- Problems to solve
a) From the management agreement, repeat word for word everything from "NOW, THEREFORE, in" down to "provided for herein.".
b) Answer the following questions using the management agreement:
(i) Under which statute is the Trust organized?
(ii) As of what date is the agreement made?
(iii) At whose expense does the Management Company agree to render its services?
c) Restate the paragraph of the management agreement that opens with "(a) Management Services." as a list that keeps its main facts.

- Quoted text
⁂
MANAGEMENT AGREEMENT
This AGREEMENT made as of the 12th day of April, 1996 by and
between RIDGEWOOD ELECTRIC POWER TRUST V, a Delaware business
trust (the "Trust"), and Ridgewood Power Corporation, a Delaware
corporation (hereinafter referred to as the "Management Company").
W I T N E S S E T H:
WHEREAS, the Trust is a business trust organized under the
Delaware Business Trust Act, as amended, and
WHEREAS, the Management Company is the managing shareholder
of the Trust and will engage principally in rendering management,
administrative and investment advisory services to the Trust, and
WHEREAS, the Trust desires to retain the Management Company
to render management, administrative and certain investment
advisory services to the Trust in the manner and on the terms
hereinafter set forth; and
WHEREAS, the Management Company is willing to provide
management, administrative and investment advisory services to the
Trust on the terms and conditions hereinafter set forth.
NOW, THEREFORE, in consideration of the premises and the
covenants hereinafter contained, the Trust and the Management
Company hereby agree as follows:
ARTICLE I
Duties of the Management Company
The Trust hereby employs the Management Company to furnish,
or arrange for affiliates of the Management Company to furnish,
the management, administrative and investment advisory services
described below. The Management Company hereby accepts such
employment and agrees during such period, at its own expense, to
render, or arrange for the rendering of, such services and to
assume the obligations herein set forth for the compensation
provided for herein.
(a) Management Services. The Management Company shall
perform (or arrange for the performance of) the management and
administrative services necessary for the operation of the Trust,
including providing managerial assistance to portfolio companies
of the Trust and such other services related to investments in
non-utility generating facilities which sell electric and/or
thermal power and in other non-utility facilities which provide
power- related products or services, as shall be necessary for the
operation of the Trust. The Management Company shall also perform
services related to administering the accounts and handling
relations with all holders of beneficial interests in the Trust.
The Management Company shall provide the Trust with office space,
equipment and facilities and such other services as the Management
Company shall from time to time determine to be necessary or
useful to perform its obligations under this Agreement. The
Management Company shall also, on behalf of the Trust, conduct
relations with custodians, depositories, transfer agents, other
shareholder service agents, accountants, attorneys, underwriters,
brokers and dealers, corporate fiduciaries, insurers, banks and
such other persons in any such other capacity deemed to be
necessary or desirable. The Management Company shall report to
the Board as to its performance of obligations hereunder and shall
furnish advice and recommendations with respect to such other
aspects of the business and affairs of the Trust as the Management
Company shall determine to be desirable.
⁂
- Records supplied
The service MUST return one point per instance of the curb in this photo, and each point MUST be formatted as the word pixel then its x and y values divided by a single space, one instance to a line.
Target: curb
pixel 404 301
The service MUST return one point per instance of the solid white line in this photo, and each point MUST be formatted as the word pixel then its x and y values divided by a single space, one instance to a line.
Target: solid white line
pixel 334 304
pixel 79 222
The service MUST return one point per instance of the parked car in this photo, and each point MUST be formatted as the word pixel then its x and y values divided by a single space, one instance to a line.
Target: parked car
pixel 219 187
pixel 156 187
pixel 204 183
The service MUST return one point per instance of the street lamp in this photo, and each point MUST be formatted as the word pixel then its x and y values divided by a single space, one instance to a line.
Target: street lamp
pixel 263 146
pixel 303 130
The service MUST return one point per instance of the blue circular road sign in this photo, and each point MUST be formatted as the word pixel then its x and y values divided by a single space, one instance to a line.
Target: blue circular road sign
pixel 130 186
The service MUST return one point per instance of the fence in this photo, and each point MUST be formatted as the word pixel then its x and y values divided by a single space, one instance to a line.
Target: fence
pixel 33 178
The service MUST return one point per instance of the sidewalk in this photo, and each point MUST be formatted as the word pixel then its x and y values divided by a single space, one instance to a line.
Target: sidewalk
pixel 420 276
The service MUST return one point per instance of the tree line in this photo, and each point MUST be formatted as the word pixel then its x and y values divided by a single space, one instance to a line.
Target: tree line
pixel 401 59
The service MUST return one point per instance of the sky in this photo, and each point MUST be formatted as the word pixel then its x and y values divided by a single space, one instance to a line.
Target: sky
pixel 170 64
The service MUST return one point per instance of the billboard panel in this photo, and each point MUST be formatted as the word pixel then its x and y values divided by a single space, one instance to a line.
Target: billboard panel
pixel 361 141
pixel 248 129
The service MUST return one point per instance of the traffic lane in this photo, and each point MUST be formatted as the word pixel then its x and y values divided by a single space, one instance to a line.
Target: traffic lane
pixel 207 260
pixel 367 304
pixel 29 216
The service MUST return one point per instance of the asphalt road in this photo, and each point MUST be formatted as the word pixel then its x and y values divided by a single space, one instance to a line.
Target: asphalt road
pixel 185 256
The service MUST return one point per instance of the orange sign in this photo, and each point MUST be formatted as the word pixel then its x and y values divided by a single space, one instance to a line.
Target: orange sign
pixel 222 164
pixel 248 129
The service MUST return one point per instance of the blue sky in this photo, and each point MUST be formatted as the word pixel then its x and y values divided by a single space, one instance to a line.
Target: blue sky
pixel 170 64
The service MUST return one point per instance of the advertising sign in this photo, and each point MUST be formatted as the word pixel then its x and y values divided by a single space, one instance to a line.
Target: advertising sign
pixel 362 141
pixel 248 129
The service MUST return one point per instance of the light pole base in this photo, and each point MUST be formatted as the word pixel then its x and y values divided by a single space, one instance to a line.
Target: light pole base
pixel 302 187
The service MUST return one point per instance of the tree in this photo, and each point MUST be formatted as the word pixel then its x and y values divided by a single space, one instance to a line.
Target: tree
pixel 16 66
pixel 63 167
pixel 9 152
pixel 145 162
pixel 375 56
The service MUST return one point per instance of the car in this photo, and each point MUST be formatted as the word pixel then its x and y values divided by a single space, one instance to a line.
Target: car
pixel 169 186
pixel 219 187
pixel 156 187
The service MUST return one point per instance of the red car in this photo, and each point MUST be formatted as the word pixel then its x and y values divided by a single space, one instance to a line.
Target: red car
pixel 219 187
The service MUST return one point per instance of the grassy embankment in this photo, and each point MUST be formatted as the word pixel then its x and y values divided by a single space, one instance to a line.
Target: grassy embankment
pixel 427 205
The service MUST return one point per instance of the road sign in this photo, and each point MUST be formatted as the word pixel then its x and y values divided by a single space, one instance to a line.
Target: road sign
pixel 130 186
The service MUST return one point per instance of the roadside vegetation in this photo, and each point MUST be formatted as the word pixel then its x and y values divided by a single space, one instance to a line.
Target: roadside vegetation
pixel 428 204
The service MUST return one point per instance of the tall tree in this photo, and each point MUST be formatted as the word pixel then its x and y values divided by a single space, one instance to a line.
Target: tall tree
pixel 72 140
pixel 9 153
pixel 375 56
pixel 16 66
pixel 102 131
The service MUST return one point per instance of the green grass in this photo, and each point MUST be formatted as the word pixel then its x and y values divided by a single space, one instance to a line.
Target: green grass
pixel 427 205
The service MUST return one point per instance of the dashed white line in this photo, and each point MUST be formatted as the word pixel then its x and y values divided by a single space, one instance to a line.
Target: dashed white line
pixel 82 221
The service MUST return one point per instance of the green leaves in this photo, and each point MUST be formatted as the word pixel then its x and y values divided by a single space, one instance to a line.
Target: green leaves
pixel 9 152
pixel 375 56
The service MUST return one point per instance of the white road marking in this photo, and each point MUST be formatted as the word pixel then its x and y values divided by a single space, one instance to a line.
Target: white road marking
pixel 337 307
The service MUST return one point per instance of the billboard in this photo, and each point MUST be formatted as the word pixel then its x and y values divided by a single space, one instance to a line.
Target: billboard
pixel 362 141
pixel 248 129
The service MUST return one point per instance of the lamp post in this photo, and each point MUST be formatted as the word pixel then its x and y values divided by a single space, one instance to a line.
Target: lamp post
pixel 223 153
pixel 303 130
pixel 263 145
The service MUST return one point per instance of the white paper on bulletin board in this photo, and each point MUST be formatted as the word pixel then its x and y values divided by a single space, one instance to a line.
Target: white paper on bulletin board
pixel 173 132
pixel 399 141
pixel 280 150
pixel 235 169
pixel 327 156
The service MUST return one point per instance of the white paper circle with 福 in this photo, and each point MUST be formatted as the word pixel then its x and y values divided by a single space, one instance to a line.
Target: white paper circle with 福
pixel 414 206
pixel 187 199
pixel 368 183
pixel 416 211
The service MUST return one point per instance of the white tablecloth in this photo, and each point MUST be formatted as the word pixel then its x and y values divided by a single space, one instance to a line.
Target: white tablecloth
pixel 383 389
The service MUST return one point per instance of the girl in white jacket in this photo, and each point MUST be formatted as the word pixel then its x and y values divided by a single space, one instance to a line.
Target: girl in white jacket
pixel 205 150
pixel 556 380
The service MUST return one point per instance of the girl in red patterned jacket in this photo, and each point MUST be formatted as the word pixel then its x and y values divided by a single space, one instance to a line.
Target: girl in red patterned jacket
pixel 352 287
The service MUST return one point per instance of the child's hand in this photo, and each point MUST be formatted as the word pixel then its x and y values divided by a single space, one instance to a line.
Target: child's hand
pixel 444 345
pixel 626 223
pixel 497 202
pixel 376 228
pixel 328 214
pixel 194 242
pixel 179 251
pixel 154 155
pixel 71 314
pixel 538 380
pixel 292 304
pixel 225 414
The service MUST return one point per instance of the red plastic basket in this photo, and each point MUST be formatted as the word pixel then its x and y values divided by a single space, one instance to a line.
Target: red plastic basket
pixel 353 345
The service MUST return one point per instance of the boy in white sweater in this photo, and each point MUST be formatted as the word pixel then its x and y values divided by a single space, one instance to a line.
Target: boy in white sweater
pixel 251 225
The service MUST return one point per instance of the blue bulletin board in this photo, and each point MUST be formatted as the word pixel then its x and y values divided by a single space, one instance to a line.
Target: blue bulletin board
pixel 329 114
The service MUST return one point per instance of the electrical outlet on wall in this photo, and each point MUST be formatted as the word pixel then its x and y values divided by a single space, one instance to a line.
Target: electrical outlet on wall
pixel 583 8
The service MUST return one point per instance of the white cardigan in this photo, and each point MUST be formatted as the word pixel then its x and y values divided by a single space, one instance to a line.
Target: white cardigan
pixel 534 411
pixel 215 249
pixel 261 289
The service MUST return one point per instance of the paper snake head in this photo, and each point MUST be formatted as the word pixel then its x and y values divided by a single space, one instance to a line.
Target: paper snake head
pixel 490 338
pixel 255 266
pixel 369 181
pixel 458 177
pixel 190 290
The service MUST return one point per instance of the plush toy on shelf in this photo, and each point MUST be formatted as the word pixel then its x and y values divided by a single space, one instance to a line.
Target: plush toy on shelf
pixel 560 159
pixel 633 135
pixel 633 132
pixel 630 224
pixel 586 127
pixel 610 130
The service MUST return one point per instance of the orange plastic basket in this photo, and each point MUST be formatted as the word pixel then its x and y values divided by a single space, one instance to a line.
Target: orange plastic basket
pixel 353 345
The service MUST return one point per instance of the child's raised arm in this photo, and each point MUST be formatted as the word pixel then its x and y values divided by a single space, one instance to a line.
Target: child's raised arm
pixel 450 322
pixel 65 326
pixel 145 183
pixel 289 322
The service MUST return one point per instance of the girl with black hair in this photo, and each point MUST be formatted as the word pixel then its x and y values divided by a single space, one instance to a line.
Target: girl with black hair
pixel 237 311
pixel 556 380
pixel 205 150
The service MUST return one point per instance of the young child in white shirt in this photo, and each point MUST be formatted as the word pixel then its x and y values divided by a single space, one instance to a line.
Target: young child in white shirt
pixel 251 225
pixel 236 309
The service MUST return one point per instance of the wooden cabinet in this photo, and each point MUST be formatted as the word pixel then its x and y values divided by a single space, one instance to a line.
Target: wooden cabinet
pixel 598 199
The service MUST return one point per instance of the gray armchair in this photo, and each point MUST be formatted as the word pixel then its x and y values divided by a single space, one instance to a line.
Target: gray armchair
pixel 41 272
⁂
- Answer list
a)
NOW, THEREFORE, in consideration of the premises and the
covenants hereinafter contained, the Trust and the Management
Company hereby agree as follows:
ARTICLE I
Duties of the Management Company
The Trust hereby employs the Management Company to furnish,
or arrange for affiliates of the Management Company to furnish,
the management, administrative and investment advisory services
described below. The Management Company hereby accepts such
employment and agrees during such period, at its own expense, to
render, or arrange for the rendering of, such services and to
assume the obligations herein set forth for the compensation
provided for herein.

b)
(i) The Delaware Business Trust Act, as amended.
(ii) The 12th day of April, 1996.
(iii) At the Management Company's own expense.

c)
- The Management Company performs, or arranges for, the management and administrative services needed to operate the Trust. These include managerial assistance to portfolio companies and services related to investments in non-utility generating facilities that sell electric and/or thermal power and in other non-utility facilities that provide power-related products or services.
- It administers the accounts of, and handles relations with, all holders of beneficial interests in the Trust.
- It provides the Trust with office space, equipment, facilities and any other services it determines to be necessary or useful for its obligations.
- On the Trust's behalf, it conducts relations with custodians, depositories, transfer agents, other shareholder service agents, accountants, attorneys, underwriters, brokers and dealers, corporate fiduciaries, insurers, banks and other persons as necessary or desirable.
- It reports to the Board on its performance and gives advice and recommendations on other aspects of the Trust's business and affairs that it considers desirable.